Design and construction
- Architect: Ingenhoven Architects
- Developer: M+S UEM Sunrise (Project manager) Mapletree Investments (Project manager)
- Engineer: Beca Group

Other information
- Public transit: TE19 Shenton Way DT17 Downtown NS27 CC33 TE20 Marina Bay

Website
- www.marinaone.com.sg

= Marina One =

Mixed-use development in Singapore

Marina One is a mixed-use development bounded by Marina Way and Straits View in Marina South located within the Downtown Core of the city-state of Singapore.

Designed by Christoph Ingenhoven, Marina One covers a total gross floor area of approximately 3.67 million square feet. It includes two 34-storey residential towers, two 30-storey prime grade A office towers and a retail podium named 'The Heart', featuring lush greenery and landscaping by Gustafson Porter and ICN Design. Both were landscape architects behind Singapore's Gardens by the Bay, also located in Marina South.

It was developed by M+S Pte Ltd, a 60:40 joint venture between Investment fund Khazanah National and Singapore's investment company Temasek Holdings. Wholly owned subsidiaries of the two funds - Mapletree Investments and UEM Sunrise were appointed project managers.

The development broke ground on 11 July 2012 followed by the unveiling of Marina One's architectural design on 19 February 2013. It was inaugurated on 15 January 2018.

==History==
Marina One was designed by Ingenhoven Architects. A Korean consortium of Hyundai Engineering & Construction and GS Engineering and Construction were appointed main contractors for on 5 September 2013.

Other companies involved include Architects61, Beca Carter Hollings & Ferner, Langdon & Seah, Gustafson Porter, ICN Design and Arup.

===Unveiling ceremony===
The design of Marina One was unveiled on 19 February 2013.

At the ceremony, the project was described as "an iconic building" which would be positioned "in an unprecedented scale on the world map as a new financial centre."

===Groundbreaking ceremony===
Members of the M+S Board broke ground on Marina One on 11 July 2012. Speaking at the ceremony, the chairman of M+S revealed that the development would "define new standards of luxury urban living in Singapore, creating a benchmark for international excellence in design and sustainability" in line with the Urban Redevelopment Authority's (URA) long-term vision for Marina South as a growth area in establishing a global business and financial hub.

==Green Heart==
An estimated net floor area of 140,000 square feet retail podium in the centre of Marina One offers gastronomic and lifestyle options. The centerpiece of Green Heart will be a biodiversity garden designed and developed by Kathryn Gustafson of Gustafson Porter + Bowman. The Heart was envisaged by Christoph Ingenhoven as a sanctuary and a green civic space for communities to come together at the heart of Singapore's CBD. It will feature an array of lush greenery at the centre of the development comprising waterfalls and rooftop gardens.

Marina One was set to bring Singapore's 'City in a Garden' concept with a unique garden ecosystem within the development, providing a sanctuary and green space for communities amid the hustle and bustle of the CBD.

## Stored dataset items
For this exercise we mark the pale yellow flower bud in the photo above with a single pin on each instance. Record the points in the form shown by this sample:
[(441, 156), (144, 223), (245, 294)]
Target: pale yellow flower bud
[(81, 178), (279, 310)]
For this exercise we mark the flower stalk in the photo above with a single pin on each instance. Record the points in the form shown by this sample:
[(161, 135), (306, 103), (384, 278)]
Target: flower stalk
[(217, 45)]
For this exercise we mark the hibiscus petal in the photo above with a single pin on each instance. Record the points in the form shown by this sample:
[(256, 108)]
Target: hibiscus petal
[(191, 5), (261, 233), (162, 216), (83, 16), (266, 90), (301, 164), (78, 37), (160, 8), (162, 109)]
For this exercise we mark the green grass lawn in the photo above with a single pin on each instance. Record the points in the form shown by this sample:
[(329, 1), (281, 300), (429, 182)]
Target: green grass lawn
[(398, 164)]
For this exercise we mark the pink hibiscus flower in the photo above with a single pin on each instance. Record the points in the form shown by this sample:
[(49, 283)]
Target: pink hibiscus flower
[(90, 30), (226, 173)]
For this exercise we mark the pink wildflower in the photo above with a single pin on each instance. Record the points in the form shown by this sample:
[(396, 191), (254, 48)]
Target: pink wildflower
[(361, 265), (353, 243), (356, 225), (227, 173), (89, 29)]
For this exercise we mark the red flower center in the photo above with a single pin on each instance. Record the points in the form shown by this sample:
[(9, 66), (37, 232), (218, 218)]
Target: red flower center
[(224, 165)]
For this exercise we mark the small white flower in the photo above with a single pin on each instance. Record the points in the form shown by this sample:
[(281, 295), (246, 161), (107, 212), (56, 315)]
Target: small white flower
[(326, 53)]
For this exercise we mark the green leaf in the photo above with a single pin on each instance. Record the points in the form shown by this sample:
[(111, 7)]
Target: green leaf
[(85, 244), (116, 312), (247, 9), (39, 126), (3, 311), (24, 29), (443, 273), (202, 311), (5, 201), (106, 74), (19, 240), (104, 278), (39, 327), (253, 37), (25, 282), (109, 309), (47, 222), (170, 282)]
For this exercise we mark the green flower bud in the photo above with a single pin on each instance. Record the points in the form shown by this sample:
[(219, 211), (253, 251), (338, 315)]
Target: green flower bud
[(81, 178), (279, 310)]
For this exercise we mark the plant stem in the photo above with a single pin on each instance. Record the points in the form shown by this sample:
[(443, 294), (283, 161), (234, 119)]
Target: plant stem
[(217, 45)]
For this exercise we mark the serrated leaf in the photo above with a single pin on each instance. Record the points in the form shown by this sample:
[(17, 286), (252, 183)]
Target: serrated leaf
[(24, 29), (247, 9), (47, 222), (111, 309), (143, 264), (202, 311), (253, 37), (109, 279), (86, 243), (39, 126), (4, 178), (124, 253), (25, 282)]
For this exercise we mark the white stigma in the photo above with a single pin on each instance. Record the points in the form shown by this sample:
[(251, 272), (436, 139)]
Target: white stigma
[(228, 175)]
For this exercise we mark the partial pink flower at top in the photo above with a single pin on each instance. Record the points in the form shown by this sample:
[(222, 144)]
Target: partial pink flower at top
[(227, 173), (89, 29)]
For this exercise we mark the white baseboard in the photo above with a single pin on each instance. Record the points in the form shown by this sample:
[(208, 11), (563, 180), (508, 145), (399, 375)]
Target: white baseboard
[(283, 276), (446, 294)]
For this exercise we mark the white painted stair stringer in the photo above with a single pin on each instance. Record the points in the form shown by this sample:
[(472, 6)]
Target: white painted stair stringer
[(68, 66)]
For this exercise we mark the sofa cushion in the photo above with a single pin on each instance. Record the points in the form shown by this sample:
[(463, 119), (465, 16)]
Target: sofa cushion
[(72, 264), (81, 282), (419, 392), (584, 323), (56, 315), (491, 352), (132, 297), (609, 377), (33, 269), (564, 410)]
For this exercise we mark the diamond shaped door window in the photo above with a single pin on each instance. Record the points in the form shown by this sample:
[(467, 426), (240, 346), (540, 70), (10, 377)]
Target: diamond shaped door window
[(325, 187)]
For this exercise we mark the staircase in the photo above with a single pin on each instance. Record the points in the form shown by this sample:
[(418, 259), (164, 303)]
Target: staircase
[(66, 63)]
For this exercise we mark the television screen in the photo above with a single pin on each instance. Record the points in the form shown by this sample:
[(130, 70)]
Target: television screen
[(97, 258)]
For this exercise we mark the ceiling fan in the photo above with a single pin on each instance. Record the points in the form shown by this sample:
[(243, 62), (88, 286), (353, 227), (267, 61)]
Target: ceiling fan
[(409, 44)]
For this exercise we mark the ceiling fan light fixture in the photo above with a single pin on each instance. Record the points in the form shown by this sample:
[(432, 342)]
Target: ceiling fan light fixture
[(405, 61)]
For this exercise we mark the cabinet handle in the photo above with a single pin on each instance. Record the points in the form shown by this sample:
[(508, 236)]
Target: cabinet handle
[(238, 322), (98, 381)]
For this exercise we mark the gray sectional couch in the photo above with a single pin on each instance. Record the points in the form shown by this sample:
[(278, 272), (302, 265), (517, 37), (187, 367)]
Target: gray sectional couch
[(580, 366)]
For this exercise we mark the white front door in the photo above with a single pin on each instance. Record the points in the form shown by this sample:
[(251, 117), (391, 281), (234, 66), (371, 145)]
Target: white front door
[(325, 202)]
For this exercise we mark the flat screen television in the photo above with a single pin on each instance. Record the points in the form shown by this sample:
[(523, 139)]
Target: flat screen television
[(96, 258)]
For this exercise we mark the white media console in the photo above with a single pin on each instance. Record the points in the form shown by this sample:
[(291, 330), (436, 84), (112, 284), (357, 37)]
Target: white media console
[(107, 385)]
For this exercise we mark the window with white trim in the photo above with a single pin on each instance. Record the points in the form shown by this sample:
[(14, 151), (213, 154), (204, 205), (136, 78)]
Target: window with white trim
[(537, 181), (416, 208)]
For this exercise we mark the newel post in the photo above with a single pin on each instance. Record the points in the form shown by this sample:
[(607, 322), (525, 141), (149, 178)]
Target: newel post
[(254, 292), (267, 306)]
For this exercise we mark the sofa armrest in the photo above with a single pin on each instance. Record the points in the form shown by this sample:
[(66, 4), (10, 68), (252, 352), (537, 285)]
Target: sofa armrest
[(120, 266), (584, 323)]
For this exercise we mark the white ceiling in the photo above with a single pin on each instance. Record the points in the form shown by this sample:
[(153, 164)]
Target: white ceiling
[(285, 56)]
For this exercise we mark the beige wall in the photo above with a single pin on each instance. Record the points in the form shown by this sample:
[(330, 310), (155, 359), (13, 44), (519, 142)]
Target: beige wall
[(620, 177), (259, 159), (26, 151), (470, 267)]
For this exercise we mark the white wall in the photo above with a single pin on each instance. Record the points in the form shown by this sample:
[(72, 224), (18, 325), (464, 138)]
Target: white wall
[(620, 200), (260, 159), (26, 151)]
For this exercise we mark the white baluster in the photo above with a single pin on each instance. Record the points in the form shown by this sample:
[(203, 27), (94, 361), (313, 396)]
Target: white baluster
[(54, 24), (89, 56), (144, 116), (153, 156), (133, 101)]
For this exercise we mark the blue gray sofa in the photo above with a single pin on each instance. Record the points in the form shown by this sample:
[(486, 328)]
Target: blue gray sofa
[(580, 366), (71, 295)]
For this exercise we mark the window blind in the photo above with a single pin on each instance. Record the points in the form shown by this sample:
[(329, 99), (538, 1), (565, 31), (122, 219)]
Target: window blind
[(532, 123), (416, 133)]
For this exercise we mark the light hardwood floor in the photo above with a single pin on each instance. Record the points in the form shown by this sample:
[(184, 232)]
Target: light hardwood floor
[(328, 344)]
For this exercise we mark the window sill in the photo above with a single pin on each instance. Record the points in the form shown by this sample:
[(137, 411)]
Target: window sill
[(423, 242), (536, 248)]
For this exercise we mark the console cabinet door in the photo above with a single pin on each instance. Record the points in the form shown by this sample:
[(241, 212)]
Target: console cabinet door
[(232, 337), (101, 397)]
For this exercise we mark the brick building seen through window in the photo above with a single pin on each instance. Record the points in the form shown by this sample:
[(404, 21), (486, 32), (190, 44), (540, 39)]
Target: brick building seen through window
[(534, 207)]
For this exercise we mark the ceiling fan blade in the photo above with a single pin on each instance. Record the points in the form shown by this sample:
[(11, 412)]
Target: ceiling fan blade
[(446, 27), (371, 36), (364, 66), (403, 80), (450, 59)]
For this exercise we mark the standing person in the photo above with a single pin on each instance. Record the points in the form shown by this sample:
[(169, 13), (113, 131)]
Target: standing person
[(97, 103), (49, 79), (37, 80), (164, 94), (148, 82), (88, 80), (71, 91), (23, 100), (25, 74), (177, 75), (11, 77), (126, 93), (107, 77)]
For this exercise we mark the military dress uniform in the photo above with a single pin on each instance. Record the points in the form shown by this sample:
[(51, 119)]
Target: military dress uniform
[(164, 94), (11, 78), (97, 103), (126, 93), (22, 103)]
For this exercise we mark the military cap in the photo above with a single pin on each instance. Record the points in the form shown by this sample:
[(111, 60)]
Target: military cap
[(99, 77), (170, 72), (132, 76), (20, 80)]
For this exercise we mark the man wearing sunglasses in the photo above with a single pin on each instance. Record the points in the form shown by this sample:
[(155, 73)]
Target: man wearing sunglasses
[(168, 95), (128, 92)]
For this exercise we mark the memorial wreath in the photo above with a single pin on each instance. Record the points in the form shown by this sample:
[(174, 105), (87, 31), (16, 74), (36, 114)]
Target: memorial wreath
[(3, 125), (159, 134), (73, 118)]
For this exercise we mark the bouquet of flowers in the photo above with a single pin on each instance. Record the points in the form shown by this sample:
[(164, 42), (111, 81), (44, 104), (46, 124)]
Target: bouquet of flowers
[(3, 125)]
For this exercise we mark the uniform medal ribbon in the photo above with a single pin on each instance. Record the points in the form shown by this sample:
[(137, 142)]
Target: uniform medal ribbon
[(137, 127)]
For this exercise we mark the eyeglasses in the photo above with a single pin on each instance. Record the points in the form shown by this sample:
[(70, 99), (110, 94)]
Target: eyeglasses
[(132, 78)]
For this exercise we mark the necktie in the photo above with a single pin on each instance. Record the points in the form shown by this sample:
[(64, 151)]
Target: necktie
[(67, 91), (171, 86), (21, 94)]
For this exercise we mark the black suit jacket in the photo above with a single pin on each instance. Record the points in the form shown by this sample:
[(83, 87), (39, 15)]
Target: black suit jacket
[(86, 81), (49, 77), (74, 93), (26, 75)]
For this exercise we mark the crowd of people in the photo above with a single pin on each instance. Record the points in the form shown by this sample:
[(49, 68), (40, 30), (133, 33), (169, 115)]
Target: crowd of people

## STATED PROBLEM A
Using only the Marina One passage above the lines, what does it say in two sentences?
## STATED PROBLEM B
Answer these questions from the Marina One passage above the lines:
(i) Which consortium was appointed main contractor, and on what date?
(ii) What is the estimated net floor area of the retail podium?
(iii) On what date was the design of Marina One unveiled?
## STATED PROBLEM C
Which companies does the Marina One passage list in the sentence beginning "Other companies involved include"?

## WRITTEN REPLY A
Marina One is a mixed-use development in the Downtown Core of Singapore, designed by Christoph Ingenhoven, with two 34-storey residential towers, two 30-storey office towers and a green retail podium called 'The Heart'. It was developed by M+S Pte Ltd, a joint venture between two investment funds, and it broke ground on 11 July 2012 and was inaugurated on 15 January 2018.

## WRITTEN REPLY B
(i) A Korean consortium of Hyundai Engineering & Construction and GS Engineering and Construction, appointed on 5 September 2013.
(ii) 140,000 square feet.
(iii) 19 February 2013.

## WRITTEN REPLY C
- Architects61
- Beca Carter Hollings & Ferner
- Langdon & Seah
- Gustafson Porter
- ICN Design
- Arup